- Written request:
Count the lines of the records below that contain the word "large". Give only the number.

- Data provided:

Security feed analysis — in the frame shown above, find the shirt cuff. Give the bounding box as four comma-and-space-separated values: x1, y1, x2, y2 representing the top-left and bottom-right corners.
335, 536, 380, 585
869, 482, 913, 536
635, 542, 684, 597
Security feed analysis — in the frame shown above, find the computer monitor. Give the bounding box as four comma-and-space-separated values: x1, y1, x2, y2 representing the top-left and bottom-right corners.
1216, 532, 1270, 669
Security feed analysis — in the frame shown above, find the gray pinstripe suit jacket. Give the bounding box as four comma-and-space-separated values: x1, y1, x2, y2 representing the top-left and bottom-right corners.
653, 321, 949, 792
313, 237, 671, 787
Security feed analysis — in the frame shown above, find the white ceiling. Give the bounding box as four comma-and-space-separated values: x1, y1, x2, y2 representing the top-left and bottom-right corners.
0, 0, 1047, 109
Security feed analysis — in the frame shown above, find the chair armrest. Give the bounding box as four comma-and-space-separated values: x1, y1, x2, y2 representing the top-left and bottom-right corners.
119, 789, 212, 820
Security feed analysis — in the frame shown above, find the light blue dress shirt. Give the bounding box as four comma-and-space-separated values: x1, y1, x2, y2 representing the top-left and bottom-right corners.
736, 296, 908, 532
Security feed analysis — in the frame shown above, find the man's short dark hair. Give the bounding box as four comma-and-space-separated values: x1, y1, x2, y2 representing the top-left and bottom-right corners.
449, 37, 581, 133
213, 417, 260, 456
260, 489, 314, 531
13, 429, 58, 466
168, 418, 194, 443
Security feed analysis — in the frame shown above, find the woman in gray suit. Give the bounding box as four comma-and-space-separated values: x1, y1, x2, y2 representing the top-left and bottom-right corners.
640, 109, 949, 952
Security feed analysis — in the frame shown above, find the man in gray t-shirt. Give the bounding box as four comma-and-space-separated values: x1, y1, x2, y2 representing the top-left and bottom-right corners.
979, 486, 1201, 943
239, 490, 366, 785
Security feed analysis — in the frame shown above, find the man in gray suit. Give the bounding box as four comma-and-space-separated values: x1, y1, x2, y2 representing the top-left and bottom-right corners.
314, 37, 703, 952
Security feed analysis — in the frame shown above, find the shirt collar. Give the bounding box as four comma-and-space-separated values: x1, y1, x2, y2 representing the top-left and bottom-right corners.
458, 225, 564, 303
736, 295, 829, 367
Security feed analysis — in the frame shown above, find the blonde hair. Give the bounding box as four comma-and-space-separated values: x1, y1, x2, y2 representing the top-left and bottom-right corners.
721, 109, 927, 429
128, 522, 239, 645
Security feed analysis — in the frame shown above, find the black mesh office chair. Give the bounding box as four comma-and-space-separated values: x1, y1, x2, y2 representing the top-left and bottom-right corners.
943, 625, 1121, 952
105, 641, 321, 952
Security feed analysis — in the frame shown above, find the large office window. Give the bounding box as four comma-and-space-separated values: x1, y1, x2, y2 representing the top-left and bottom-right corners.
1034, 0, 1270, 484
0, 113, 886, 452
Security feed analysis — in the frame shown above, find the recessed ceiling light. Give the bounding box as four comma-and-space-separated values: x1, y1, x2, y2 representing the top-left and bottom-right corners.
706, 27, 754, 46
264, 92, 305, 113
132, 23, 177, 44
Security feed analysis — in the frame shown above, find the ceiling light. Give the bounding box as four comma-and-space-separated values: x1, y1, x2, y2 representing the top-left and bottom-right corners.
* * *
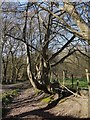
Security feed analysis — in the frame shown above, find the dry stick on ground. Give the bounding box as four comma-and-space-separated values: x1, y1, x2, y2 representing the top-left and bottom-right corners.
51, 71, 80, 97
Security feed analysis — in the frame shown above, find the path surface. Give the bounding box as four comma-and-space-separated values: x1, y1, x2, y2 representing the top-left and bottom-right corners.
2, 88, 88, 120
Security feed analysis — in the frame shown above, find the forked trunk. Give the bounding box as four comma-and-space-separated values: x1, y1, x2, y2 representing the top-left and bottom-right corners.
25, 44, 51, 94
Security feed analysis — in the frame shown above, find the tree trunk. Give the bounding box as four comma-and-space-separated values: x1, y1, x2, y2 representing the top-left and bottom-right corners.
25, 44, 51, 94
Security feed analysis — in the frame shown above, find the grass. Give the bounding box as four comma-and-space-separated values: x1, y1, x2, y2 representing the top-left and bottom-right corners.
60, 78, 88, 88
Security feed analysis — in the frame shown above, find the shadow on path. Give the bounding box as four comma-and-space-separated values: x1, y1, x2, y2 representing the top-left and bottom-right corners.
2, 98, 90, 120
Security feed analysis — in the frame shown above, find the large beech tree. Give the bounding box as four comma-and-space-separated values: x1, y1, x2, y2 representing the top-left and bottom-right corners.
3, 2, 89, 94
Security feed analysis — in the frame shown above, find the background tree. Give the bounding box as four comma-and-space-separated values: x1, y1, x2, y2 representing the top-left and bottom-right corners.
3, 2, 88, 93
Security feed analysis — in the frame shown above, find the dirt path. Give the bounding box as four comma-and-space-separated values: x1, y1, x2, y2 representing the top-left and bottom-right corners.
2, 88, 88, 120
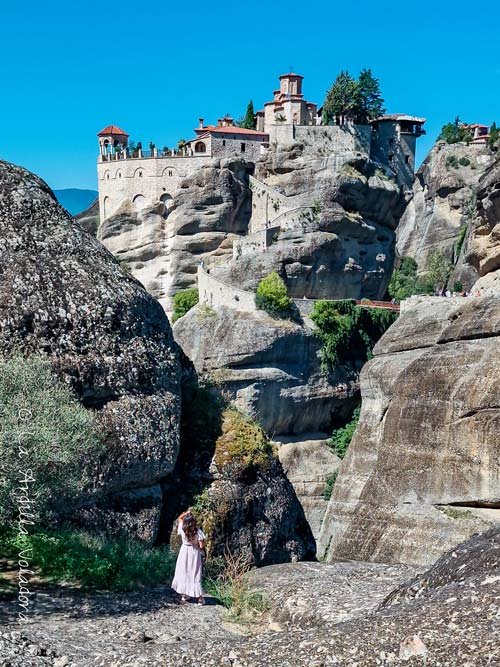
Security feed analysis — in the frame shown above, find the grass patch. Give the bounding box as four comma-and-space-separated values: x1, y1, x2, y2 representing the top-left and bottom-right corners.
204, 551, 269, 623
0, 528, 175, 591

- Result:
2